*About this task*. Without the pictures, give the entries below again exactly as written.

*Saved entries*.
****
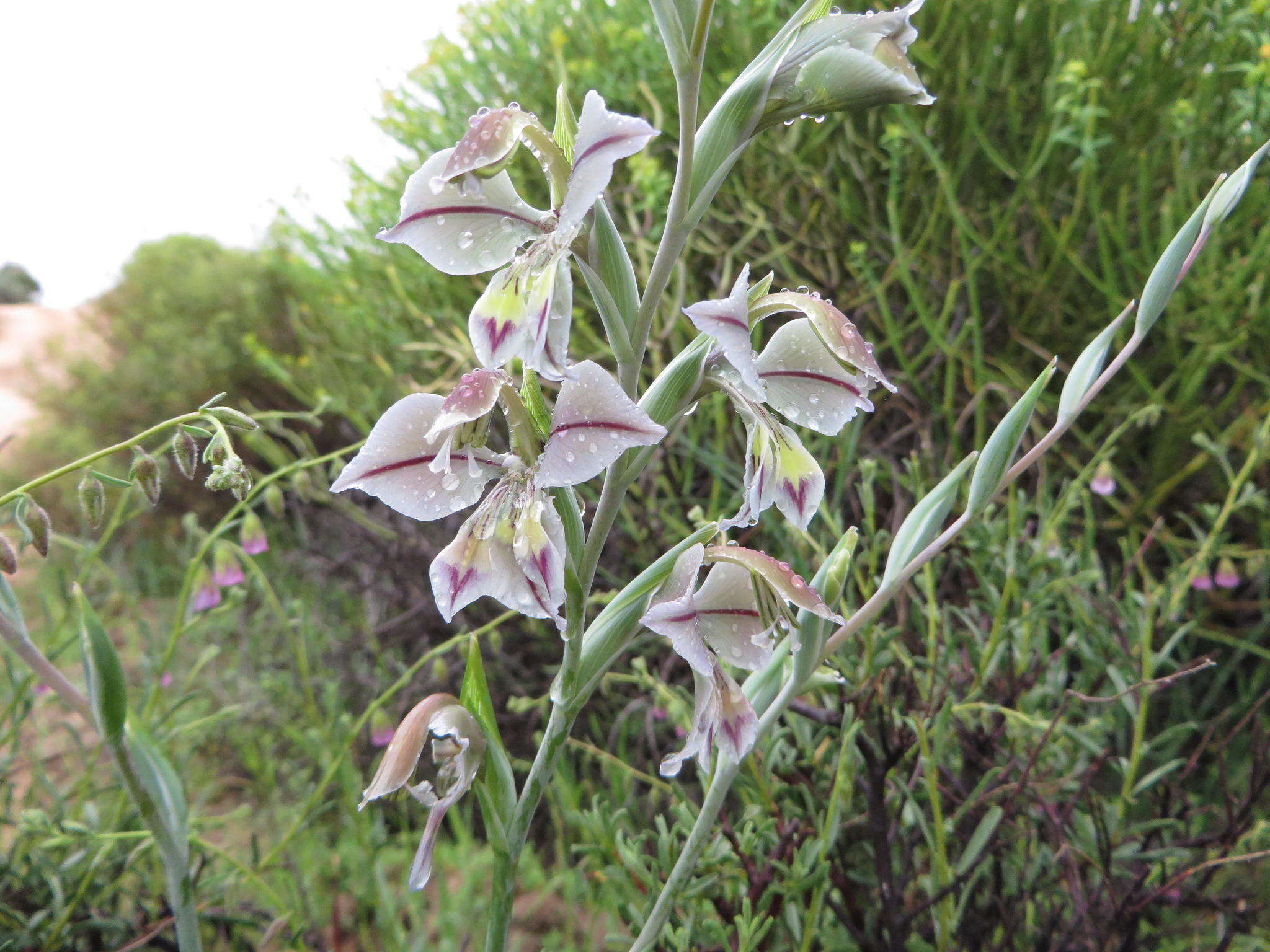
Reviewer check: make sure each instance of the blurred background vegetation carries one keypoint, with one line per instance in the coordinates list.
(951, 792)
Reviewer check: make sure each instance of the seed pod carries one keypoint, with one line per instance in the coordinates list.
(40, 526)
(92, 498)
(145, 474)
(184, 451)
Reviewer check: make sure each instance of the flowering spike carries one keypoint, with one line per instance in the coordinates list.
(603, 139)
(394, 464)
(593, 425)
(807, 384)
(463, 230)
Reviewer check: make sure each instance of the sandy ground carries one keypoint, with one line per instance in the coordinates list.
(25, 332)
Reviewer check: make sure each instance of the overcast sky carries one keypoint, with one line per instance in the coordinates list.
(127, 121)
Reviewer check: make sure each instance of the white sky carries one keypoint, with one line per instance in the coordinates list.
(126, 121)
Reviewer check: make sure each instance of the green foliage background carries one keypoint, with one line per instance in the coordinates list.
(970, 240)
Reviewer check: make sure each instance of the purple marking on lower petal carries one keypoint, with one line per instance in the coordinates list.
(461, 209)
(413, 461)
(810, 375)
(602, 144)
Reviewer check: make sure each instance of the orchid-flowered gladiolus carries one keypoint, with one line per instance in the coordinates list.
(461, 213)
(848, 61)
(226, 569)
(512, 546)
(458, 747)
(746, 599)
(801, 374)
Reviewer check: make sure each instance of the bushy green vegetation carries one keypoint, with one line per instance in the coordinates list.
(987, 770)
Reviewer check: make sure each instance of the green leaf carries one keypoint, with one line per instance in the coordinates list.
(474, 695)
(107, 690)
(1000, 450)
(162, 783)
(980, 838)
(923, 521)
(1168, 272)
(614, 265)
(1086, 369)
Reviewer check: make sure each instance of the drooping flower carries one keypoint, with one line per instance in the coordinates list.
(512, 546)
(799, 374)
(746, 599)
(458, 747)
(848, 61)
(461, 213)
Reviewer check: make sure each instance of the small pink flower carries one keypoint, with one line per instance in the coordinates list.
(1226, 575)
(1103, 483)
(206, 593)
(226, 569)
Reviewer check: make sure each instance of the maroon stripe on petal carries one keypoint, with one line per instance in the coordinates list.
(597, 146)
(810, 375)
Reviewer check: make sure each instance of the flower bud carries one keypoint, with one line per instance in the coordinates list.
(226, 569)
(145, 474)
(184, 451)
(848, 61)
(92, 498)
(233, 418)
(40, 526)
(252, 535)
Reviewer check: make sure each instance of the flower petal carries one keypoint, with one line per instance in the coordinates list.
(603, 138)
(783, 579)
(807, 384)
(798, 483)
(677, 620)
(399, 760)
(540, 552)
(474, 398)
(492, 136)
(593, 425)
(835, 329)
(728, 617)
(393, 464)
(727, 320)
(463, 230)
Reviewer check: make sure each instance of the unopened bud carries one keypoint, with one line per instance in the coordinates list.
(233, 418)
(252, 535)
(92, 498)
(40, 526)
(145, 474)
(184, 451)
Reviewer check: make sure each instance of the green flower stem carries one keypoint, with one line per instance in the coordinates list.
(93, 457)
****
*Completed exercise*.
Reviewer check: make sure each instance of the blurred background vegetation carries one keypoint, with one line per instance in the coordinates list.
(951, 792)
Reviewer check: make sure each instance of the seed pod carries one keypoint, with one line per instance in the coordinates list.
(40, 526)
(92, 498)
(145, 474)
(184, 451)
Reviewer check: make sure each instance of the flowering spike carries one keypoint, with one line per instance in the coordinates list.
(603, 139)
(394, 464)
(593, 425)
(807, 384)
(463, 230)
Reviewer check: make sure each instance of the sandy ground carries one keypoint, with one line per instance in the coordinates list.
(25, 332)
Reviewer check: make sure each instance of the overcast sky carries one keypoint, with one line per instance in the coordinates list.
(127, 121)
Reviewer check: make sure each instance of the white sky carries one keypoint, with one line per instance in the coordinates list.
(126, 121)
Reviewer check: make sure each instance of the green foliage background carries one keypoint, with one line per instance in the coordinates list.
(970, 240)
Reviewer check: make sure each instance of the purple marking on lower petal carries one keypoint, with one line per instance in the coordinates list.
(461, 209)
(413, 461)
(810, 375)
(602, 144)
Reviewer check: make sure each instance of the orchid-flowered gladiolus carries one keypoint, with one line per instance in the coordinates list.
(461, 213)
(848, 61)
(226, 569)
(512, 546)
(458, 747)
(746, 599)
(801, 374)
Reviewer check: make sure each instance of the bushy green vegetation carries one keypoint, with one line per instance in the coordinates list.
(987, 770)
Reviewer check: make sure each instance of the green leaf carries one keypoint, with one line per instance in the coordinates list.
(474, 695)
(107, 690)
(1000, 450)
(162, 783)
(980, 838)
(923, 521)
(1168, 272)
(614, 265)
(1086, 369)
Reviewer check: make sure each instance of the drooping flower carries one keypoint, with one line per instance in the coordinates list.
(512, 546)
(799, 374)
(746, 599)
(458, 747)
(848, 61)
(461, 213)
Reviewer check: make sure each instance of the small pink flower carries one keypoint, with one line per instance in the coordinates list.
(1226, 575)
(1103, 483)
(206, 593)
(226, 569)
Reviewer check: make sure each instance of the maroon stripe on petal carries one keypoint, with one line per instance in the coordinates list.
(597, 146)
(810, 375)
Reviewer check: make sure each instance of the flower bud carries one keypoint, with one line per instance in the coordinates list.
(226, 569)
(145, 474)
(184, 451)
(848, 61)
(92, 498)
(233, 418)
(40, 526)
(252, 535)
Reviewer check: make sure each instance of the flower petal carries one keypoint, with one line per instance in the coordinates list.
(603, 138)
(783, 579)
(807, 384)
(798, 483)
(677, 620)
(399, 760)
(540, 552)
(474, 398)
(492, 136)
(593, 425)
(835, 329)
(728, 617)
(393, 464)
(727, 320)
(463, 230)
Reviewer check: make sure each instance of the unopened bud carries one keypoint, with one line per instance in the coordinates list.
(233, 418)
(252, 535)
(92, 498)
(40, 526)
(145, 474)
(184, 451)
Reviewer check: make sure each instance of the green flower stem carries one keypoint, with one line per instance in the coordinates list.
(93, 457)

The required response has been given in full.